▸ QUOTED TEXT

-- Start --

Sustaining Engineering developed the Spectrum_10.01.01.D229 Debug patch that has added some additional debugging code to better understand the memory growth for ArchMgr.

The Archive Manager will now log such details on an interval in the ARCHMGR.OUT:

Jul 25 10:38:37 : ArchMgr performance statistics:

                        Total   Change  Rate(/sec)

Seconds counted:        1261    61

Queued messages:        3201    3012    49.4    (now 0, avg. 467, max 2296)

Dequeued messages:      3201    3012    49.4

Notifications:          3201    3012    49.4

Inserted messages:      2982    2914    47.8

Failed Inserts:         0       0       0.0

Requests:               164     41      0.7     (now 0, avg. 1, max 1)

        (avg. dur. 0.0 sec, max dur. 0.0 sec)

Responses:              164     41      0.7

No responses:           0       0       0.0

Sent messages:          0       0       0.0

Attachments:            0       0       0.0     (now 0, avg. 0, max 0)

-- End --

▸ DATA SHOWN

-- Start --

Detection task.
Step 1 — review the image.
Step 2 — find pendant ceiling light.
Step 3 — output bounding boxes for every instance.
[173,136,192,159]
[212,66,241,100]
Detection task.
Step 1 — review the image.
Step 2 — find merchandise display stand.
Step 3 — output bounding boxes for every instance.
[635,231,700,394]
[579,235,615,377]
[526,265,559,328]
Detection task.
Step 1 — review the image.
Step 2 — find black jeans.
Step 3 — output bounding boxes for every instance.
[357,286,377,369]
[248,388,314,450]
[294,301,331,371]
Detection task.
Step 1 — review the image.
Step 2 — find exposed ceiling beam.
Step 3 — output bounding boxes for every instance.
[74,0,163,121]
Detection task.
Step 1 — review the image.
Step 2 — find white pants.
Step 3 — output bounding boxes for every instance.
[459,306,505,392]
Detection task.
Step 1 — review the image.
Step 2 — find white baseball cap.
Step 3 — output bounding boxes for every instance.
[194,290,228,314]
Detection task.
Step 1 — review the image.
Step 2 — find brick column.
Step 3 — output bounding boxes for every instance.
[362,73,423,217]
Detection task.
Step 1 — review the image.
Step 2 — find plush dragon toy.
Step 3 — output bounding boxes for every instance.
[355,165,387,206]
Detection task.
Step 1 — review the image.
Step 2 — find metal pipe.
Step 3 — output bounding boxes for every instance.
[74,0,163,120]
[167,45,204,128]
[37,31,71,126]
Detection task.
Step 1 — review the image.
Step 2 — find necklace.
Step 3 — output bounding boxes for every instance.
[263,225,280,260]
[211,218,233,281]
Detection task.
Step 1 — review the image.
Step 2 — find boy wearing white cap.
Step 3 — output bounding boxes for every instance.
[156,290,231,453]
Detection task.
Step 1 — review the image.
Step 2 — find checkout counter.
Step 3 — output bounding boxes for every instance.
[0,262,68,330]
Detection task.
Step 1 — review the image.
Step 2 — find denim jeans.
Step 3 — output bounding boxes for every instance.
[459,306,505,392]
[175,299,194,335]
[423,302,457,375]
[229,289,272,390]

-- End --

▸ REQUIREMENTS
• a. In the excerpt on the ArchMgr debug patch, pull out everything from "Inserted messages:      2982" down to "avg. 1, max 1)".
• b. Answer these about the ArchMgr debug patch excerpt, one line each:
(i) Which file does the Archive Manager log its details to?
(ii) What total is shown for inserted messages?
(iii) What rate per second is given for requests?
• c. How would the ArchMgr debug patch excerpt go on after its last line? Write the continuation.

▸ EXERCISE ANSWERS
• a.
Inserted messages:      2982    2914    47.8

Failed Inserts:         0       0       0.0

Requests:               164     41      0.7     (now 0, avg. 1, max 1)

• b.
(i) ARCHMGR.OUT
(ii) 2982
(iii) 0.7

• c.
Detachments:            0       0       0.0

Memory Usage: 30.7MB real / 134.8MB virtual

 

The debug is disabled by default. To enable the debug you must modify the .configrc file and add the report_performance=TRUE statement. By default the performance data will be written to the ARCHMGR.OUT event 10 minutes (3600 seconds). The interval can be specified by adding the report_perf_interval=<number_seconds> to the .configrc file if needed. 

 

The patch also ships a second ArchMgr binary. The ArchMgr_memc binary provides a second option for gathering more memory debug data. This should only be used at the request of Sustaining Engineering. To use the ArchMgr_memc, you simply make a backup copy of the regular ArchMgr binary. The make a copy of ArchMgr_memc and name it ArchMgr. Run 'touch checkMemory' in the $SPECROOT/SS/DDM directory before starting Archive Manager.

 

Provide a copy of the ARCHMGR to Sustaining Engineering for review.